Problem to solve -> Type out every line below exactly as it reads.

Point-per-instance localization data:
============================================================
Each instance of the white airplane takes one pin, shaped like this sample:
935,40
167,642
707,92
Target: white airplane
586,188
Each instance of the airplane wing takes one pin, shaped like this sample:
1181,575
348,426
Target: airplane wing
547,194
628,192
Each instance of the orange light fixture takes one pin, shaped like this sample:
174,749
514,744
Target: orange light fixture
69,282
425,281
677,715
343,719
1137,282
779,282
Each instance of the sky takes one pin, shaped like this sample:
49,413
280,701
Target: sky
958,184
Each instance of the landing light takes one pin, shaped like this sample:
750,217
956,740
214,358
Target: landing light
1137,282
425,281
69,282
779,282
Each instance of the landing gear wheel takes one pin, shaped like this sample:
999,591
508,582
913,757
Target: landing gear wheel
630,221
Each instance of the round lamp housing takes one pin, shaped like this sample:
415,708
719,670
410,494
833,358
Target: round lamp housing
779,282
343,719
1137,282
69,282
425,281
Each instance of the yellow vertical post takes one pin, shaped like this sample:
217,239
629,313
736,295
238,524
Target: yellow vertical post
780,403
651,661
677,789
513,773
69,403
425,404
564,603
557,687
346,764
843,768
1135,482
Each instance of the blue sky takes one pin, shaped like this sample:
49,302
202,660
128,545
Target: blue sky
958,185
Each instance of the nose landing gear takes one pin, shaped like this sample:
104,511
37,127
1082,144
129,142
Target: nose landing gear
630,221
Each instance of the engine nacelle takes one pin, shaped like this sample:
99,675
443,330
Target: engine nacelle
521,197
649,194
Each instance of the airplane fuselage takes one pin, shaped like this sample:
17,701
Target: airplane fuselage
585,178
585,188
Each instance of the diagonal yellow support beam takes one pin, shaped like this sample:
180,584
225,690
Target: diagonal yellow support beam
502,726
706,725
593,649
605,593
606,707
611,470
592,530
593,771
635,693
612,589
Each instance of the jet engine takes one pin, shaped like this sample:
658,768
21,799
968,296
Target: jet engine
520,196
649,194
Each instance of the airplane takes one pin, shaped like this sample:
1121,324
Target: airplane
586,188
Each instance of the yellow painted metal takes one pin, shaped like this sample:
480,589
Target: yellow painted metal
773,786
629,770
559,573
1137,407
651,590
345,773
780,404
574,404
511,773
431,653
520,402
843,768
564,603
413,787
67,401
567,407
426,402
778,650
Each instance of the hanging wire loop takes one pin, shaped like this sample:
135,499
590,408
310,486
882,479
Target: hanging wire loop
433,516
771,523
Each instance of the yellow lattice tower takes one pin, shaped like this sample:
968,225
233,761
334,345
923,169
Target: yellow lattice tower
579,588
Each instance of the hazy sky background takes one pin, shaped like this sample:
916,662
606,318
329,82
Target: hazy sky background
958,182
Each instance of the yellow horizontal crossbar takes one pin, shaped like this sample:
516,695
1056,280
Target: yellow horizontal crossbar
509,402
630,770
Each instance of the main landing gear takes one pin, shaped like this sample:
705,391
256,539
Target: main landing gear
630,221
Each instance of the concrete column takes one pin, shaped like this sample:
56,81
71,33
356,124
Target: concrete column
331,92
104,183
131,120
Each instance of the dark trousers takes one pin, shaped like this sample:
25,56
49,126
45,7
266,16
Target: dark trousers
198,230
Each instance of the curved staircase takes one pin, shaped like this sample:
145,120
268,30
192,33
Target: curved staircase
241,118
============================================================
Result of this task ->
Each instance of the white airplane takes one pin, shaped like this sample:
935,40
167,642
707,92
Target: white airplane
586,188
Each instance of the airplane wing takes one pin, shaped like this sample:
1181,575
348,426
Target: airplane wing
547,194
628,192
Each instance of the orange light fixture takes one pin, shaped like this sample:
174,749
514,744
Target: orange light fixture
69,282
425,281
677,715
343,719
1137,282
779,282
Each instance of the sky takes one pin, shaped like this sample:
49,413
280,701
Target: sky
958,184
Each instance of the landing light takes one pin, shaped like this sample:
750,217
956,740
214,358
Target: landing light
1137,282
425,281
69,282
779,282
Each instance of the landing gear wheel takes one pin, shaped like this sample:
999,591
508,582
913,757
Target: landing gear wheel
630,221
Each instance of the round lamp housing takes one pin, shaped like this sample:
415,708
719,670
410,494
833,358
Target: round lamp housing
779,282
343,719
1137,282
69,282
425,281
Each instance of the yellow vertical post takes one pin, shaped like this sample:
217,239
629,313
736,295
238,524
Target: yellow vertical post
780,403
651,661
677,789
513,773
69,403
425,404
564,603
557,687
346,764
843,768
1135,482
Each instance of the blue sky takes one pin, shaped like this sample:
49,302
202,660
128,545
Target: blue sky
958,185
Each instance of the nose landing gear takes one pin, shaped like this sample:
104,511
37,127
1082,144
129,142
Target: nose landing gear
630,221
Each instance of the engine nacelle takes one pin, shaped like this sample:
99,675
443,330
Target: engine nacelle
521,197
649,194
Each instance of the airplane fuselage takes one pin, shaped like this sample:
17,701
Target: airplane fuselage
585,178
585,188
Each instance of the diagonal yellow support beam takes one pin, shaped like this sample:
180,584
225,690
Target: diagonal yellow support beam
502,726
706,725
593,649
605,593
606,707
611,470
592,530
593,771
635,693
612,589
Each instance of the jet engine takes one pin, shaped like this sample:
658,768
21,799
968,296
Target: jet engine
520,196
649,194
Each instance of the airplane takes one pin, shaped like this sample:
1121,324
Target: airplane
586,188
Each instance of the yellow painted metal takes one pin, shaped like this sample:
480,589
Target: yellow painted metal
773,786
629,770
559,573
1137,407
651,590
345,773
780,404
574,404
511,773
431,653
520,402
843,768
564,603
413,787
67,401
567,407
426,402
778,650
Each instance of the hanging wire loop takes one pin, shaped like this sample:
135,499
590,408
310,486
882,479
Target: hanging wire loop
433,516
771,523
Each instance of the yellow lattice tower takes one pin, shaped like this sample:
968,225
233,761
334,345
923,169
Target: yellow lattice tower
579,588
Each instance of the hazy sky background takes one pin, shaped like this sample:
916,662
606,318
329,82
Target: hazy sky background
958,182
Each instance of the yellow horizontal crossbar takes one pin, shaped like this sample:
516,695
1056,280
Target: yellow horizontal crossbar
509,402
630,770
Each instance of the main landing gear takes one pin, shaped like this sample:
705,391
256,539
Target: main landing gear
630,221
Each instance of the concrete column takes one pin, shaped like this sample:
56,81
71,33
356,124
Target: concrete column
331,92
104,183
131,120
Each instance of the dark trousers takes one pin, shaped like this sample:
25,56
49,126
45,7
266,16
Target: dark trousers
198,230
Each instance of the curved staircase takes one pin, shaped like this sample:
145,120
268,30
192,33
Target: curved staircase
241,118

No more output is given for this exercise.